Put the rows below into a Markdown table with two columns, No. and Line. Give each nonblank line its own number, and leave out blank lines and pictures.

## Data section
-----
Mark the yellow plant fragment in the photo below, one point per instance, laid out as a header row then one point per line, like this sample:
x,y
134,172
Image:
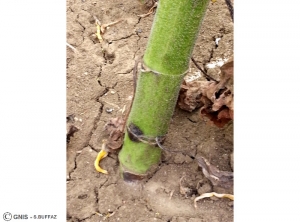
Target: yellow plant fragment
x,y
230,196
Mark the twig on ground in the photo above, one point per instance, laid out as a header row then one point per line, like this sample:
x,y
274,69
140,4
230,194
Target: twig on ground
x,y
72,47
230,196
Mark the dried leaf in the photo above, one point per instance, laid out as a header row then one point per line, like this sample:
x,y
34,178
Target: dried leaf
x,y
215,99
230,196
218,178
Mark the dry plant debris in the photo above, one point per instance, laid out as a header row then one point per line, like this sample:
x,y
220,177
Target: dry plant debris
x,y
230,196
217,177
115,128
102,28
71,129
215,99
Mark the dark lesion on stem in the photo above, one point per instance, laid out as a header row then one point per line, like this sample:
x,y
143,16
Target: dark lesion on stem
x,y
135,134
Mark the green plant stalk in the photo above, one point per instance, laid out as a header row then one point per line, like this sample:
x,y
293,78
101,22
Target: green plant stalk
x,y
171,42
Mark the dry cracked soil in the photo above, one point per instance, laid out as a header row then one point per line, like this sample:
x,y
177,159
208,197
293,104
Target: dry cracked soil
x,y
100,86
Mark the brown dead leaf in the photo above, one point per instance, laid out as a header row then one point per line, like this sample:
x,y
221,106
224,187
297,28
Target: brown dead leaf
x,y
218,178
215,99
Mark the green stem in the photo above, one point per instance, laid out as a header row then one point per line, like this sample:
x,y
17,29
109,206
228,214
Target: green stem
x,y
166,60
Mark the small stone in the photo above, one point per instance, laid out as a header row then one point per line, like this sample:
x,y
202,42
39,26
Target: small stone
x,y
230,203
205,188
179,158
109,110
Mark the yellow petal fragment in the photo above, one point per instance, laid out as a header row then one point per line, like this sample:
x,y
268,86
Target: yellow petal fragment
x,y
100,156
98,33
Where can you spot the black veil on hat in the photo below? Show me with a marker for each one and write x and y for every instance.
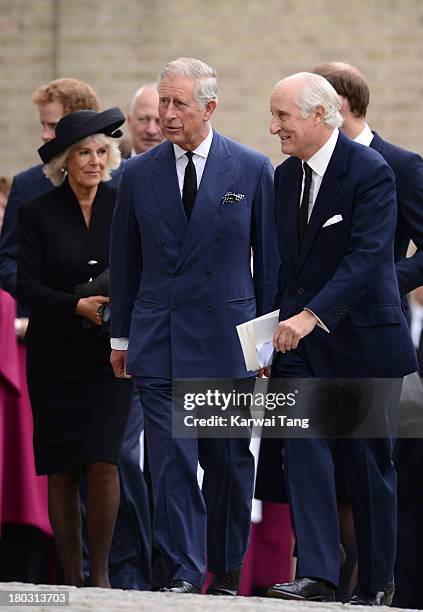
(79, 125)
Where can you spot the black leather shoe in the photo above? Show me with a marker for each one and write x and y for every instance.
(306, 589)
(225, 584)
(181, 586)
(381, 598)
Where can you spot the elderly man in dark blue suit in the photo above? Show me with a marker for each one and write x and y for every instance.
(353, 89)
(189, 212)
(130, 563)
(340, 317)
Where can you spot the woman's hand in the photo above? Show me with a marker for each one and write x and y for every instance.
(90, 308)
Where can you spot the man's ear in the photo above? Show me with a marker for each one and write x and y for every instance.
(209, 109)
(319, 114)
(345, 106)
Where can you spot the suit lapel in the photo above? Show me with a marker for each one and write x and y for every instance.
(215, 181)
(166, 187)
(377, 143)
(330, 186)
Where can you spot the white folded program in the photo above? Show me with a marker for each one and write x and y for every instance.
(256, 338)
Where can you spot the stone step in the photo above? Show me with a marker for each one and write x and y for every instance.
(99, 600)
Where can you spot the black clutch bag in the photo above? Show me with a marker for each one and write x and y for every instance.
(96, 286)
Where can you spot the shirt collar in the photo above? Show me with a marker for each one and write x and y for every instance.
(202, 150)
(320, 160)
(365, 137)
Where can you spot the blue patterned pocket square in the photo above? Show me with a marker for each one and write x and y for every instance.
(232, 198)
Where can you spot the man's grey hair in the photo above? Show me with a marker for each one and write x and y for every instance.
(139, 91)
(55, 170)
(318, 91)
(204, 76)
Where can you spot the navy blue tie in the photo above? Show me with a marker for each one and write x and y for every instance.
(189, 190)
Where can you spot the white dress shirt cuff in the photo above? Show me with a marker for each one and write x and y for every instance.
(319, 321)
(119, 344)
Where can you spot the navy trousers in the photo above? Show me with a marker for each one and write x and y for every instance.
(310, 481)
(190, 523)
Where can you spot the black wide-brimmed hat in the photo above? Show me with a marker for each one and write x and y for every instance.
(79, 125)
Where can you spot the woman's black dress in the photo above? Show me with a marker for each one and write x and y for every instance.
(80, 409)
-----
## Task solution
| No. | Line |
|---|---|
| 1 | Mark the yellow plant fragment in the photo below, one point per instance, laid out as a header row then one point per line, like this sample: |
| 2 | x,y |
| 3 | 134,172 |
| 4 | Image: |
| 5 | Target: yellow plant fragment |
| 6 | x,y |
| 7 | 230,196 |
| 8 | Mark the twig on ground in the photo above, one point per instance, laid out as a header row then one point per line, like this sample: |
| 9 | x,y |
| 10 | 274,69 |
| 11 | 140,4 |
| 12 | 230,194 |
| 13 | Target: twig on ground |
| 14 | x,y |
| 15 | 72,47 |
| 16 | 230,196 |
| 17 | Mark the dried leaf in the photo above, one point per instance, laid out as a header row then one point per line, like this sample: |
| 18 | x,y |
| 19 | 34,178 |
| 20 | Target: dried leaf |
| 21 | x,y |
| 22 | 215,99 |
| 23 | 230,196 |
| 24 | 218,178 |
| 25 | Mark the dry plant debris in the photo above, one point per instance, laid out as a header row then one point per line, like this sample: |
| 26 | x,y |
| 27 | 220,177 |
| 28 | Target: dry plant debris |
| 29 | x,y |
| 30 | 230,196 |
| 31 | 217,177 |
| 32 | 115,128 |
| 33 | 102,28 |
| 34 | 71,129 |
| 35 | 215,99 |
| 36 | Mark the dark lesion on stem in the photo above, one point per instance, laid out as a header row then one point per line, like this sample: |
| 37 | x,y |
| 38 | 143,16 |
| 39 | Target: dark lesion on stem |
| 40 | x,y |
| 41 | 135,134 |
| 42 | Mark the green plant stalk in the photo above, one point per instance, laid out as a header row then one point per line, like this sample: |
| 43 | x,y |
| 44 | 293,78 |
| 45 | 101,22 |
| 46 | Target: green plant stalk |
| 47 | x,y |
| 48 | 171,42 |
| 49 | Mark the dry cracked soil in the photo above, one point per instance, laid out as a header row then one point per line, like this sample: |
| 50 | x,y |
| 51 | 177,159 |
| 52 | 208,197 |
| 53 | 293,104 |
| 54 | Target: dry cracked soil |
| 55 | x,y |
| 56 | 100,86 |
| 57 | Mark the brown dead leaf in the photo above, one point per instance, laid out as a header row then one point per line, like this sample: |
| 58 | x,y |
| 59 | 221,106 |
| 60 | 224,187 |
| 61 | 297,28 |
| 62 | Target: brown dead leaf |
| 63 | x,y |
| 64 | 218,178 |
| 65 | 215,99 |
| 66 | Mark the green stem in the photo above, one point per instance, laid out as a header row then one point per line, like this sample: |
| 67 | x,y |
| 68 | 17,29 |
| 69 | 109,206 |
| 70 | 228,214 |
| 71 | Target: green stem |
| 72 | x,y |
| 73 | 166,60 |
| 74 | Mark the small stone in the photo above, one point per instance, laid out as a header row then one point per line, like this sample: |
| 75 | x,y |
| 76 | 202,42 |
| 77 | 39,26 |
| 78 | Target: small stone |
| 79 | x,y |
| 80 | 230,203 |
| 81 | 205,188 |
| 82 | 179,158 |
| 83 | 109,110 |
| 84 | Mark the yellow petal fragment in the photo above, one point per instance, laid out as a header row then one point per line, like this sample: |
| 85 | x,y |
| 86 | 268,86 |
| 87 | Target: yellow petal fragment |
| 88 | x,y |
| 89 | 100,156 |
| 90 | 98,33 |
| 91 | Where can you spot the black veil on hat in the photo below? Show me with a marker for each one and write x and y for every instance. |
| 92 | (79, 125) |
| 93 | Where can you spot the black leather shoe in the photo above? Show me with a marker for each one and write x and y for every instance. |
| 94 | (306, 589) |
| 95 | (225, 584) |
| 96 | (181, 586) |
| 97 | (381, 598) |
| 98 | Where can you spot the elderly man in dark blue suit in the photo above? Show me with a marker for each one and write x and y for every instance. |
| 99 | (353, 89) |
| 100 | (189, 212) |
| 101 | (130, 563) |
| 102 | (340, 317) |
| 103 | Where can you spot the woman's hand in the photo above? Show me with a marker for each one and write x and y for every instance. |
| 104 | (90, 308) |
| 105 | Where can you spot the man's ear in the photo above? Show me with a marker for each one and write x and y for every instance. |
| 106 | (209, 109) |
| 107 | (319, 114) |
| 108 | (345, 106) |
| 109 | Where can you spot the suit lapel in the photo above? Show me with a marker for each one and write x and y for every instance. |
| 110 | (215, 181) |
| 111 | (166, 187) |
| 112 | (377, 143) |
| 113 | (330, 186) |
| 114 | Where can you spot the white folded program in the photo above? Show me with a marker for each one and write x and y for every instance. |
| 115 | (256, 338) |
| 116 | Where can you spot the stone step in the photo above? Show me with a marker for each one and write x and y for every instance. |
| 117 | (99, 600) |
| 118 | Where can you spot the black clutch bag in the photo above? Show me with a marker for each one and write x and y for every instance. |
| 119 | (96, 286) |
| 120 | Where can you spot the shirt collar in the photo above? Show me with a marker for each one and write x and y for every instance. |
| 121 | (202, 150) |
| 122 | (320, 160) |
| 123 | (365, 137) |
| 124 | Where can you spot the blue patterned pocket square in the photo above? Show me with a marker for each one and write x and y for every instance. |
| 125 | (232, 198) |
| 126 | Where can you spot the man's grey hair in the photo above? Show me with a marker for each one and write x and y for every instance. |
| 127 | (139, 91) |
| 128 | (55, 170) |
| 129 | (318, 91) |
| 130 | (204, 76) |
| 131 | Where can you spot the navy blue tie in the photo above? Show me with a marker for each one and write x and y for every instance. |
| 132 | (189, 190) |
| 133 | Where can you spot the white dress shirt cuff in the photo above? Show me with a marker for each one and write x and y for every instance. |
| 134 | (319, 321) |
| 135 | (119, 344) |
| 136 | Where can you spot the navy trousers in the photo above? Show me with a marker for each one and write x and y for every instance. |
| 137 | (310, 481) |
| 138 | (190, 523) |
| 139 | Where can you spot the black wide-brimmed hat in the photo above? Show me with a marker for each one and write x and y for every instance. |
| 140 | (79, 125) |
| 141 | Where can you spot the woman's black dress in the photo above? Show me with a marker for each one and write x and y for every instance. |
| 142 | (80, 409) |